2009年10月28日 | 国内上場REIT


 3月にレビューして半年がたち、決算も発表されたことでもあるし改めてチェックしてみよう。
決算は好調だ。終わった第10期は物件NOIで59百万円の増加したが、3月に取得した東比恵ビ
ジネスセンターの貢献もあったと考えられる。一方で営業利益の減少の主な理由は減価償却費の
増加で86百万円の増加。NOIの増加と差し引きすると営業利益の減益をほぼ説明できることにな
る。営業外収益でも東比恵の取得に伴う借入れ増加により、金融費用が25百万円の増加でこれ
らをあわせると71百万円の経常利益の減益となるが、理由としては明快で特に気になる点はない
と言ってよい。

 当法人の強みは以前も書いたが、オール九州といって良いほどの九州財界からの全面的なバッ
クアップを受けており、金融面での不安はほとんどないことだ。福岡銀行、西日本シティ銀行を中心
とした100億円のコミットメントライン。長期借入金においても435億円の内、155億円は九州
地元金融機関が融資を行っている。さらに日本政策投資銀行から120億円の融資を受けているが
5年-7年の長期の融資に振り替えることに成功している。現在、REITTが借入れている「長期」

» **課題**
上場REITの決算を扱った抜粋のうち、「3月にレビューして半年がたち」から「ITTが借入れている「長期」」までを一字一句違えずに書き写しなさい。

» **提示資料**
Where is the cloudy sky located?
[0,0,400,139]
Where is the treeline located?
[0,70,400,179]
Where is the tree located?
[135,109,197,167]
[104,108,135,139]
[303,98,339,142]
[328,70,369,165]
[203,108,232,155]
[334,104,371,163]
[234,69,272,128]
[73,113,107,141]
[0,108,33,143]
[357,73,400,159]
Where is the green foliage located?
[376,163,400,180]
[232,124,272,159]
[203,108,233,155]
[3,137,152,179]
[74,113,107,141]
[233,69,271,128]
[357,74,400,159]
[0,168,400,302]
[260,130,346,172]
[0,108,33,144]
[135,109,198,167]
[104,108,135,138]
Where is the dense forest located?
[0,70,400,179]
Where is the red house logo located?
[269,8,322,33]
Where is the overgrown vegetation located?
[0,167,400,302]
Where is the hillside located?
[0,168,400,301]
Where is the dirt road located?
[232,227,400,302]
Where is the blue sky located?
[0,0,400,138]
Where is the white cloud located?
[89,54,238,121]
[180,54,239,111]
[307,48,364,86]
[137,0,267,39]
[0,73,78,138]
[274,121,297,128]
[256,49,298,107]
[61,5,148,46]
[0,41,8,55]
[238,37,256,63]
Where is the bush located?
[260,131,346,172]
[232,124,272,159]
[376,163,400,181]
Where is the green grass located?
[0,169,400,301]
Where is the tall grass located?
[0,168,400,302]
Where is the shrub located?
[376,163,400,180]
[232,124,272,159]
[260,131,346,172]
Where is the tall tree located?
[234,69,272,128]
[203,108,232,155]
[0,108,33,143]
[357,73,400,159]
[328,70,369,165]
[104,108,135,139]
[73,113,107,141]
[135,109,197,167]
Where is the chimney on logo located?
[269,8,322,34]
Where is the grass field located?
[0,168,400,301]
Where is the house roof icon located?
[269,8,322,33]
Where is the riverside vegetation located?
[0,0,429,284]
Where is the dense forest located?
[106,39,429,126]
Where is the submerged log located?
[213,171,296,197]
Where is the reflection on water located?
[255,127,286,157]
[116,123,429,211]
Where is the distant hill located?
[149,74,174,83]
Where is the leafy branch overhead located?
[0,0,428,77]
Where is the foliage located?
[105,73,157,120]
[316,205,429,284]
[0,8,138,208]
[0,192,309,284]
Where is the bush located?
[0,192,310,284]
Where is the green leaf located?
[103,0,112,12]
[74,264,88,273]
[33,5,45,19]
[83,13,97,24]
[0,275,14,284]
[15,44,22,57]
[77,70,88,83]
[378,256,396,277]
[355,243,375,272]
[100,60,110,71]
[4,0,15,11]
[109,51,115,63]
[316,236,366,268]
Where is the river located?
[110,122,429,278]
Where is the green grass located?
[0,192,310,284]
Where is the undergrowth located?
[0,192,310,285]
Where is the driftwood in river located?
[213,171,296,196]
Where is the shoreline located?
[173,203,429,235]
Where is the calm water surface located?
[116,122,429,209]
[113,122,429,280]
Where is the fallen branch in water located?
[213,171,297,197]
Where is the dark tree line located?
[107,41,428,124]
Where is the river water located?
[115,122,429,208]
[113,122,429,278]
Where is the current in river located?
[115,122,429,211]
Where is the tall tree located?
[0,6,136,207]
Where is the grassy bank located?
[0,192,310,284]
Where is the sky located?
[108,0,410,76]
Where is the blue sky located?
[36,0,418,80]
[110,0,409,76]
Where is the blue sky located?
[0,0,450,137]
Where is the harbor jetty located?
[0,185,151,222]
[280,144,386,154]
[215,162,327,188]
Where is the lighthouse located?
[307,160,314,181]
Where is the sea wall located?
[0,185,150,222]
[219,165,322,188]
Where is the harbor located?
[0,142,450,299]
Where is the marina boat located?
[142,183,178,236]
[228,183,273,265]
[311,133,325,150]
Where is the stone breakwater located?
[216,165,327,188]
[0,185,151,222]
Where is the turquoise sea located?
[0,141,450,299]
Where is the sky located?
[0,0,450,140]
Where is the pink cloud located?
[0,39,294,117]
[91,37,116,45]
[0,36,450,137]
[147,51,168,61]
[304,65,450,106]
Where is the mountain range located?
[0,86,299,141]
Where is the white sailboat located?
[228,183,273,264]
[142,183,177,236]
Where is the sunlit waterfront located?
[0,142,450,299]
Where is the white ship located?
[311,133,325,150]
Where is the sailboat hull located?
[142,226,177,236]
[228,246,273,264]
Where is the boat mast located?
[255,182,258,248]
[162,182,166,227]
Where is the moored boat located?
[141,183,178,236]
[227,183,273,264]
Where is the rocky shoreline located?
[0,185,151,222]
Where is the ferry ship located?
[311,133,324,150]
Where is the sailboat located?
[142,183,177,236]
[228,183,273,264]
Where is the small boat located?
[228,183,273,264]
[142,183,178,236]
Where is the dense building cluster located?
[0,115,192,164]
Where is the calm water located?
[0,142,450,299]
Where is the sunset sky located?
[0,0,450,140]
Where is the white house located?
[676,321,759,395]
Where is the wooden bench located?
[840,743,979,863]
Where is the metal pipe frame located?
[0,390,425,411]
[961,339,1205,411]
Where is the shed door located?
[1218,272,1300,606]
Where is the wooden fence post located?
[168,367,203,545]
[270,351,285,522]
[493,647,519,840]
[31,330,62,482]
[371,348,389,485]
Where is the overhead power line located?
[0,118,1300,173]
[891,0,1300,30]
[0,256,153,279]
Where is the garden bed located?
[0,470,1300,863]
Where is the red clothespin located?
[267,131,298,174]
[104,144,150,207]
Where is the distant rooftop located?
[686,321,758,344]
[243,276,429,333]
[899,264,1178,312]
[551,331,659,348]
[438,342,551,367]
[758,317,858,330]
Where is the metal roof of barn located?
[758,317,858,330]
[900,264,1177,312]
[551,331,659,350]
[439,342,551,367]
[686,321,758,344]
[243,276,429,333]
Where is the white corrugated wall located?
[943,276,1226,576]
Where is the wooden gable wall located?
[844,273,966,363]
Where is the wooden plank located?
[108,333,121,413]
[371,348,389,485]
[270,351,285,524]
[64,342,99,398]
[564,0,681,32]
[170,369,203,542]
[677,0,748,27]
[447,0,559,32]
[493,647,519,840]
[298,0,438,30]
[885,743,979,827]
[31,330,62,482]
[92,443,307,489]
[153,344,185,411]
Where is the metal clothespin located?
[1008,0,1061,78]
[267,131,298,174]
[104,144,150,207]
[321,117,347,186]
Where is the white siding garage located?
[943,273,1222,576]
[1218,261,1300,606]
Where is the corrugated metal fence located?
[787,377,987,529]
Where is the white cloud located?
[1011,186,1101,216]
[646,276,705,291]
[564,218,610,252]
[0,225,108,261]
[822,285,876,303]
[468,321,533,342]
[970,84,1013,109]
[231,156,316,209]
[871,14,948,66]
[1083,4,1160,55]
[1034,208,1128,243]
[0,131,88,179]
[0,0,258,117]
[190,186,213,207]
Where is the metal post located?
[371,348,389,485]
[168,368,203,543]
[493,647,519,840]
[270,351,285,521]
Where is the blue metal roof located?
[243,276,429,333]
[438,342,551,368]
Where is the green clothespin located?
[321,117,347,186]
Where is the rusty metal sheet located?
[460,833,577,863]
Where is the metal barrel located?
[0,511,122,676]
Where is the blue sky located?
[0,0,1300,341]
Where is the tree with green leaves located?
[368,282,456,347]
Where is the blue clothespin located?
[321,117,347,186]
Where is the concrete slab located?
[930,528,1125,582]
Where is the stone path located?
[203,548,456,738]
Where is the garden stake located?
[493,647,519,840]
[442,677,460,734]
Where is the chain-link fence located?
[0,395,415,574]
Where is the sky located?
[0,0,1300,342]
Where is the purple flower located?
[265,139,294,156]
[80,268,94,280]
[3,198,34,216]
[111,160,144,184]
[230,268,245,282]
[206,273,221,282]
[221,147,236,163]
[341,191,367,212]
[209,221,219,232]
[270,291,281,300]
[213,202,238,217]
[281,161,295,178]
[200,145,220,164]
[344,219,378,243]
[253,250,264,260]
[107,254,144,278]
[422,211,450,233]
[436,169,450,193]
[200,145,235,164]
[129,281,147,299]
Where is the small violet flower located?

» **正答**
3月にレビューして半年がたち、決算も発表されたことでもあるし改めてチェックしてみよう。
決算は好調だ。終わった第10期は物件NOIで59百万円の増加したが、3月に取得した東比恵ビ
ジネスセンターの貢献もあったと考えられる。一方で営業利益の減少の主な理由は減価償却費の
増加で86百万円の増加。NOIの増加と差し引きすると営業利益の減益をほぼ説明できることにな
る。営業外収益でも東比恵の取得に伴う借入れ増加により、金融費用が25百万円の増加でこれ
らをあわせると71百万円の経常利益の減益となるが、理由としては明快で特に気になる点はない
と言ってよい。

 当法人の強みは以前も書いたが、オール九州といって良いほどの九州財界からの全面的なバッ
クアップを受けており、金融面での不安はほとんどないことだ。福岡銀行、西日本シティ銀行を中心
とした100億円のコミットメントライン。長期借入金においても435億円の内、155億円は九州
地元金融機関が融資を行っている。さらに日本政策投資銀行から120億円の融資を受けているが
5年-7年の長期の融資に振り替えることに成功している。現在、REITTが借入れている「長期」